**Consignes:**
1/ Recopiez le passage de l'extrait consacré aux interviews de FuturHebdo, depuis « Tous les interviews » jusqu'à « une lecture synoptique. ».
2/ Poursuivez le texte sur la série d'interviews de FuturHebdo à partir de sa dernière phrase.

**Extrait de page:**
◇ ◇ ◇ ◇ ◇

Toujours dans le renouvellement de l’exploration du présent, à la lumière d’avenirs multiples, FuturHebdo propose une série d’interviews de personnalités qui, chacune dans leur domaine, sont à la jonction de la société du savoir, de la recherche, et du grand public. Chacune de ses personnalités nous propose sa vision de la place des sciences dans nos sociétés modernes, de la vulgarisation, de la prospective, cette interrogation du présent par le futur…

Tous les interviews seront construits selon la même structure afin de permettre une lecture comparée de ces interviews, entre eux, d’en faire une lecture synoptique.

Aujourd’hui : Gilles Babinet, Entrepreneur et ancien Digital Champion de la France auprès de l’UE

 

Une production Le Comptoir Prospectiviste.fr/Futurhebdo.fr

 

Le domaine des sciences, au sens le plus large de son entendement, est un sujet qui, depuis toujours, passionne Gilles Babinet, car “les sciences sont au cœur d’une révolution dont nous sommes aussi bien les témoins que les acteurs” nous déclare-t-il. Selon Gilles Babinet, tout en étant scientifique, cette révolution impactera aussi fortement l’humain. Challengé par le défi pédagogique de la transmission des connaissances, il s’attache à répondre à une question qu’il formule ainsi : “Comment apprend-on à innover ? Comment apprend-on à travailler dans des logiques de rupture ?”

◇ ◇ ◇ ◇ ◇

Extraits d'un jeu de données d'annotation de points
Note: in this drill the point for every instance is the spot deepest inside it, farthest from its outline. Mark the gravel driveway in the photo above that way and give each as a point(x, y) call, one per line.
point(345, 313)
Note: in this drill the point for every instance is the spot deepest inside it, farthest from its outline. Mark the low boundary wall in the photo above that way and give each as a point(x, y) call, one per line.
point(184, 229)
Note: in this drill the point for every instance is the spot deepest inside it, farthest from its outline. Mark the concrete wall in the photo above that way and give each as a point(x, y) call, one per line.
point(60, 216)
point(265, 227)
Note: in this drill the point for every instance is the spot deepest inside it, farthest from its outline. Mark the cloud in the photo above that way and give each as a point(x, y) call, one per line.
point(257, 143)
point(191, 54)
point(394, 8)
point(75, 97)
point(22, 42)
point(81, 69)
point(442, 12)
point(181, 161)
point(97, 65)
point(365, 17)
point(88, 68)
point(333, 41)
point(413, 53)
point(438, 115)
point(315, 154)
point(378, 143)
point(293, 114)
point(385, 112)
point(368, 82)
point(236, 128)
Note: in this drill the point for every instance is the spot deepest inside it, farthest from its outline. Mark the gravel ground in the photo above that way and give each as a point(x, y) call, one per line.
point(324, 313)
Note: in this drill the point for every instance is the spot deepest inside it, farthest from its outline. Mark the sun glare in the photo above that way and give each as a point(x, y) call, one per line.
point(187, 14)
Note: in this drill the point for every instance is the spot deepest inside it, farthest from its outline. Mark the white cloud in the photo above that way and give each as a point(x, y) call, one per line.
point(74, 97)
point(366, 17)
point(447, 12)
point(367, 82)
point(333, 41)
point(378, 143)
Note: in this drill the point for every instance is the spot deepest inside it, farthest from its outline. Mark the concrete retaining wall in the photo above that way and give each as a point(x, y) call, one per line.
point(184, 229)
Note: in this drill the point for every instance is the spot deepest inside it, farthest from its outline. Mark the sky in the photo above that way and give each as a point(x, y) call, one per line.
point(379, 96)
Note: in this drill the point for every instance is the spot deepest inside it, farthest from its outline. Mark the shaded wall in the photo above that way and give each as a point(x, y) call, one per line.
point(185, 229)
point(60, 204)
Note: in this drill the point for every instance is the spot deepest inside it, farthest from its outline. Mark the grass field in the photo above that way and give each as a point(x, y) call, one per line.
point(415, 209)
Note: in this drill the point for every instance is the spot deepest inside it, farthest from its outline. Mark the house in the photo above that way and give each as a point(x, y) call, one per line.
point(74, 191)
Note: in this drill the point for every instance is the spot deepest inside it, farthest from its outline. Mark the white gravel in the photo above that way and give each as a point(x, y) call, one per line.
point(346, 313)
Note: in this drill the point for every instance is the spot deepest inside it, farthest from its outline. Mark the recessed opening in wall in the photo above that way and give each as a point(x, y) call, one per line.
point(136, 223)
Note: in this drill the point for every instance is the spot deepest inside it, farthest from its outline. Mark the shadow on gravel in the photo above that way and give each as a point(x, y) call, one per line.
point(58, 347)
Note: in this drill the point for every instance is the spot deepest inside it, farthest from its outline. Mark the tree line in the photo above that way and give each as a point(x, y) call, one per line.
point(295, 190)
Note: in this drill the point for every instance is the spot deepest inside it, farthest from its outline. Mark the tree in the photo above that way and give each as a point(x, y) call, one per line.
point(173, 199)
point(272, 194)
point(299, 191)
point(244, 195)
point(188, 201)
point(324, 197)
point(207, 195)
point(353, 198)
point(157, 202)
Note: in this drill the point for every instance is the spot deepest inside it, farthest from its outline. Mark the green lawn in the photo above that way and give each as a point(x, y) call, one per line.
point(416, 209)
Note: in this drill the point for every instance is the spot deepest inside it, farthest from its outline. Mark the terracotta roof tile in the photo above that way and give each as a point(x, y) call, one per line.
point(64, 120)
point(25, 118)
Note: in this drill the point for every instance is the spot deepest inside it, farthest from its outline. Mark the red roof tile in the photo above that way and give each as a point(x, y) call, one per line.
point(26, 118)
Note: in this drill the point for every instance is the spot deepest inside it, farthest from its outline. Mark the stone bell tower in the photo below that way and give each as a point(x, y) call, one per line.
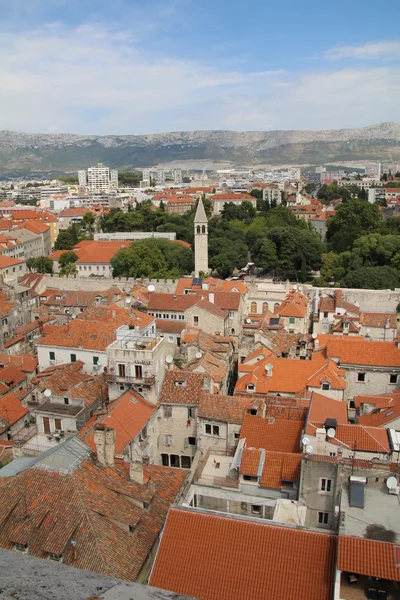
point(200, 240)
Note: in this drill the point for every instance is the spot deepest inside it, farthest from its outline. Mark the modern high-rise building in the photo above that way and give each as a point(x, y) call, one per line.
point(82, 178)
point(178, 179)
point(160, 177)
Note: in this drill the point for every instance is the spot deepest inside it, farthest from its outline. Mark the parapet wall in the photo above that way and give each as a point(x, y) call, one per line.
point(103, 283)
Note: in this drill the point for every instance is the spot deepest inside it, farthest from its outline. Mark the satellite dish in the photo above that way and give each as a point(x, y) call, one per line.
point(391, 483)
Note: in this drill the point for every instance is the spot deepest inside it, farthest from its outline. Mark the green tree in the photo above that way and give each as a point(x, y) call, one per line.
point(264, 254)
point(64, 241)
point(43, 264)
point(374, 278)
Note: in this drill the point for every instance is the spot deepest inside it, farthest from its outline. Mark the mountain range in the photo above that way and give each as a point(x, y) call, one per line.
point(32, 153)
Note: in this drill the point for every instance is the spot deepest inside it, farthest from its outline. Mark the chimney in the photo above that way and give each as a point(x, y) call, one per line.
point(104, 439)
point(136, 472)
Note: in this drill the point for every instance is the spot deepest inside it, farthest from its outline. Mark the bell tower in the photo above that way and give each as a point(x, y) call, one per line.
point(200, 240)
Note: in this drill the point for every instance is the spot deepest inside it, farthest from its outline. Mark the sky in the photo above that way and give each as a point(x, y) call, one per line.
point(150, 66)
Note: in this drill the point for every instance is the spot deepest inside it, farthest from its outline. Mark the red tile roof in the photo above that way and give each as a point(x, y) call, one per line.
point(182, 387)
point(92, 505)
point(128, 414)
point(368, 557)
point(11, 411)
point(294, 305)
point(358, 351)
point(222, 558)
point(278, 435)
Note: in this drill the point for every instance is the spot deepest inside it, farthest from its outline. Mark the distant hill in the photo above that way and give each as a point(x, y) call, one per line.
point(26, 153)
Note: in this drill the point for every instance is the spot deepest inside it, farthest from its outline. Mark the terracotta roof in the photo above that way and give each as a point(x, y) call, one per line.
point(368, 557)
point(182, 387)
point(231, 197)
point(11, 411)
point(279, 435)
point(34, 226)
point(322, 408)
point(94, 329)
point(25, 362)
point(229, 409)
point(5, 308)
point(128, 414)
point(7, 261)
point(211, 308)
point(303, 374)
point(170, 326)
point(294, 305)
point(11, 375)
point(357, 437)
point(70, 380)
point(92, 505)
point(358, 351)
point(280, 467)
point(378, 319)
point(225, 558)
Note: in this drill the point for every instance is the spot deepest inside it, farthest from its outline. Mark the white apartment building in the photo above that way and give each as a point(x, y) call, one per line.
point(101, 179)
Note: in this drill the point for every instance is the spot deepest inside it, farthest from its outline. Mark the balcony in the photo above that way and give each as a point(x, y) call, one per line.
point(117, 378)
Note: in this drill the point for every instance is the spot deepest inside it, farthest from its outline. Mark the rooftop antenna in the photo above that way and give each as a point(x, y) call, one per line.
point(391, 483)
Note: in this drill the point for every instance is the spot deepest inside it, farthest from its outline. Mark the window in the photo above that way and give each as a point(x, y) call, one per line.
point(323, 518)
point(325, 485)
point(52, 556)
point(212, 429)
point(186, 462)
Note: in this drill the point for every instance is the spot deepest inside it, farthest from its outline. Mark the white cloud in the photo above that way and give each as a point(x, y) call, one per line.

◇ ◇ ◇ ◇ ◇

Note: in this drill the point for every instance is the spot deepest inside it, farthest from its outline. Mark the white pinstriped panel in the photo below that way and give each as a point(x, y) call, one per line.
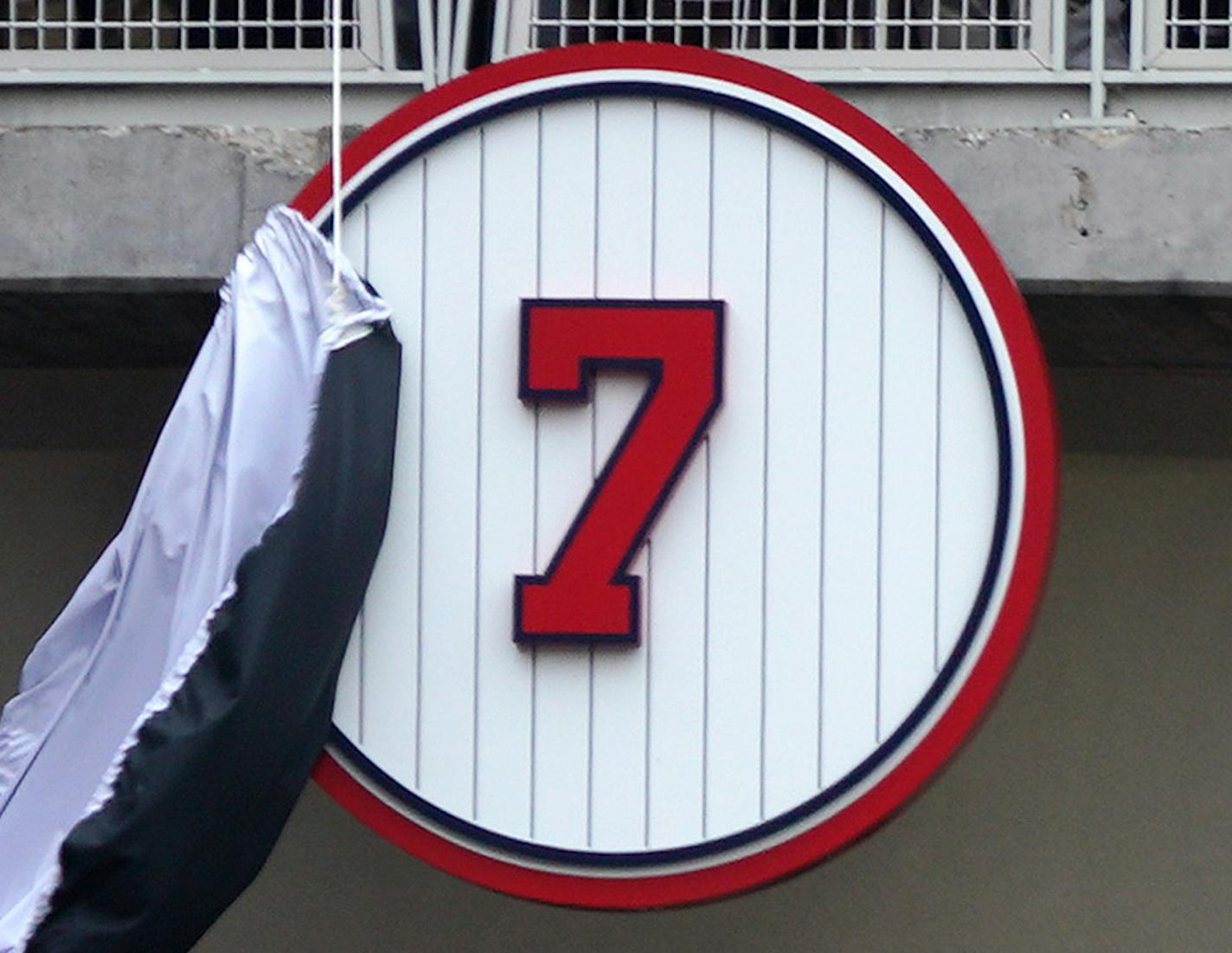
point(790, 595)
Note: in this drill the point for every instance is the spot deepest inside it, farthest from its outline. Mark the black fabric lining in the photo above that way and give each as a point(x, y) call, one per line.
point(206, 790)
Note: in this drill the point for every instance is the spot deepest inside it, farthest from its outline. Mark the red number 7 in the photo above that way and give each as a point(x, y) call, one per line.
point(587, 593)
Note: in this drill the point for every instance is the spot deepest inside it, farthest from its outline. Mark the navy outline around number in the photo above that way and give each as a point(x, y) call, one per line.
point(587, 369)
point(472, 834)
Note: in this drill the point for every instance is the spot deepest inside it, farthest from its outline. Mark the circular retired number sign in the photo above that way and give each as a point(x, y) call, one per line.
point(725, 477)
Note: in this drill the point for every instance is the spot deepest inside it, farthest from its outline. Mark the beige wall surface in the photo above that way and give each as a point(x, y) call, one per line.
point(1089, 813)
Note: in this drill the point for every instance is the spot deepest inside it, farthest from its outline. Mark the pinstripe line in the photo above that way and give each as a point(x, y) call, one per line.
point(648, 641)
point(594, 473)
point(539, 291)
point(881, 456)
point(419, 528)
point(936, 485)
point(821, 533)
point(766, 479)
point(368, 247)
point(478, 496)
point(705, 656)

◇ ◇ ◇ ◇ ◇

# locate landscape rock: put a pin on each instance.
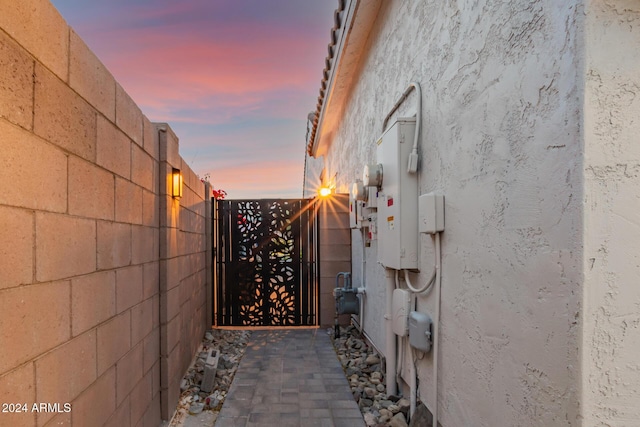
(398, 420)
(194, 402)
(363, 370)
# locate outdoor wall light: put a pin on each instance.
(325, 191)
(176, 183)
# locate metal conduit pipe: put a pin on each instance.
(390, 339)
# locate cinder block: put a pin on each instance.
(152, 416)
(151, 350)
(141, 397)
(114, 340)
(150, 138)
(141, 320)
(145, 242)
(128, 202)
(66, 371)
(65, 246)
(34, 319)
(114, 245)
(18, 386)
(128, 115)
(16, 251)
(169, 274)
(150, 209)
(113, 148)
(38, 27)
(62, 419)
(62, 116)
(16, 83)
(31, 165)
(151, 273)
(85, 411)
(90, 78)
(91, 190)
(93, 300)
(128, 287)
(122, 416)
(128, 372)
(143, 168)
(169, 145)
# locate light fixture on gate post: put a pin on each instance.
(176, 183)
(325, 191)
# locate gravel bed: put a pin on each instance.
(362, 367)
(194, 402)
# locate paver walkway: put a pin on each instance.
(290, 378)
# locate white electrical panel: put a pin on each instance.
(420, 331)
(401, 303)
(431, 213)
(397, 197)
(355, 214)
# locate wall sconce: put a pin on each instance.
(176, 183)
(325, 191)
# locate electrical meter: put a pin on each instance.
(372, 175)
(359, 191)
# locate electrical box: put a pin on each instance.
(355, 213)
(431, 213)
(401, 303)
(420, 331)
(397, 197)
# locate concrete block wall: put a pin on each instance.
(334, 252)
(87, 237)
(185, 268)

◇ ◇ ◇ ◇ ◇

**Réponses:**
1/
Tous les interviews seront construits selon la même structure afin de permettre une lecture comparée de ces interviews, entre eux, d’en faire une lecture synoptique.

2/
La relation entre le savoir érudit, scientifique et le savoir populaire est en train d’évoluer. Wikipédia, avec sa multitude de rédacteurs bénévoles, arrive à faire un travail plus profond et plus complet que l’Encyclopedia Britanica qui, elle, est rédigée par une poignée de quelques dizaines de scientifiques. Or, mis à part les biographies des hommes politiques, il y a moins de fautes sur Wikipédia que dans la Britanica. “Pourquoi ne pas transposer ce mécanisme partout ?” suggère Gilles Babinet.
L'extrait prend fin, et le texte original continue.